**PROVIDED DATA:**
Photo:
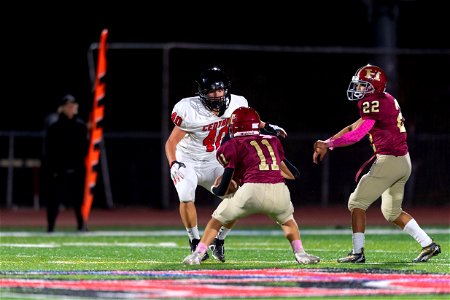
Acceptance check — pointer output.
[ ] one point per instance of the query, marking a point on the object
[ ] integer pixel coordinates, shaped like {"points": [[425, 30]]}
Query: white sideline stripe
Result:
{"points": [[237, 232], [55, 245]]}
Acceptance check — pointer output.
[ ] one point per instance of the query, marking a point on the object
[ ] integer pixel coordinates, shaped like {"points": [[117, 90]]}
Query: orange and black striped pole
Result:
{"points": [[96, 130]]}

---

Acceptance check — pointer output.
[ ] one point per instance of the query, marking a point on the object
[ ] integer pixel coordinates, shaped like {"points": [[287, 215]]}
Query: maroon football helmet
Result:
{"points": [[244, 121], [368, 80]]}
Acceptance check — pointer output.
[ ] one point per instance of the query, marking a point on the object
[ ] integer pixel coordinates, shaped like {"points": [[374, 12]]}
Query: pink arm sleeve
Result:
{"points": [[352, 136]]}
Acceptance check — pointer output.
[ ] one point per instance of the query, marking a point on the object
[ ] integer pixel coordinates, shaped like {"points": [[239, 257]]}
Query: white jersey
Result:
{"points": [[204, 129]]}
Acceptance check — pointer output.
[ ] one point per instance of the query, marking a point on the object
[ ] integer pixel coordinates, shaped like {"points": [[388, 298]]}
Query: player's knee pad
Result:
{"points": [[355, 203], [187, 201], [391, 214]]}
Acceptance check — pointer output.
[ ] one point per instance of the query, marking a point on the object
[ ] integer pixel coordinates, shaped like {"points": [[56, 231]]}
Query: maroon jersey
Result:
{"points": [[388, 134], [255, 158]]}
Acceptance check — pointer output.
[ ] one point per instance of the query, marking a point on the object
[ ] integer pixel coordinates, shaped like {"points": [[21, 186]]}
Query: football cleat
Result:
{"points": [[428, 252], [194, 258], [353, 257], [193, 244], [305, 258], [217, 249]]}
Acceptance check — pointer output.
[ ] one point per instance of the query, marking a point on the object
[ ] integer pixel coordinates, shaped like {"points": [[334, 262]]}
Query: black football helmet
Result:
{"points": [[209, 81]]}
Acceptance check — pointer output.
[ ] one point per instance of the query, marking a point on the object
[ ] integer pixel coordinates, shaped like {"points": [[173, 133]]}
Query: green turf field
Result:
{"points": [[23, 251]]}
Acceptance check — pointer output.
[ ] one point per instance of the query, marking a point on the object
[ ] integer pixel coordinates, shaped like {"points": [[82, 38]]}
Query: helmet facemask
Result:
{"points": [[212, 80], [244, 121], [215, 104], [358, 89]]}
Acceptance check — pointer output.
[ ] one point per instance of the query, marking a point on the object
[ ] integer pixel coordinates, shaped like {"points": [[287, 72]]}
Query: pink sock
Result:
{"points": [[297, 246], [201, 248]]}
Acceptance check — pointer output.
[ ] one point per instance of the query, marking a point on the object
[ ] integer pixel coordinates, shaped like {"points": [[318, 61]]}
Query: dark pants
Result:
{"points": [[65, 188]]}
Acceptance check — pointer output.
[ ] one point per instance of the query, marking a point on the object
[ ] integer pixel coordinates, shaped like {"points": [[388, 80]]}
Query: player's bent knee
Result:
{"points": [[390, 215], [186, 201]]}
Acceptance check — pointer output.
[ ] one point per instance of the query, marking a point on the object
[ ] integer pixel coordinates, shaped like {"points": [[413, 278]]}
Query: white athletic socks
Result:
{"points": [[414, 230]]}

* * *

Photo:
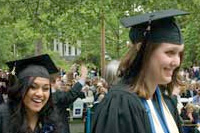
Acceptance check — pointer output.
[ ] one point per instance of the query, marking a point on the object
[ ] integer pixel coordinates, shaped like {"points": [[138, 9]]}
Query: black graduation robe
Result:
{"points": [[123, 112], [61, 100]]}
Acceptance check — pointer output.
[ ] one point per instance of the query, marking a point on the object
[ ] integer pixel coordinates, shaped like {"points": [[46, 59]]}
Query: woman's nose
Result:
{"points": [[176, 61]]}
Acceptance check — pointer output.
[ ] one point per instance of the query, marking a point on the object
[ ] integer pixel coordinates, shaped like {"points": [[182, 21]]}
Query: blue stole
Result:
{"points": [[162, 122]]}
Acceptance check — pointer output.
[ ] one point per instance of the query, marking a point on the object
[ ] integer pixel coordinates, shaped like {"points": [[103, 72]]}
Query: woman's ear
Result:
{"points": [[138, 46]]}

**EXERCISE TASK:**
Pick out every line in the records above that contains the word "football", and copy each one in full.

**WRITTEN REPLY:**
Query: maroon football helmet
Query: football cleat
Query: black football helmet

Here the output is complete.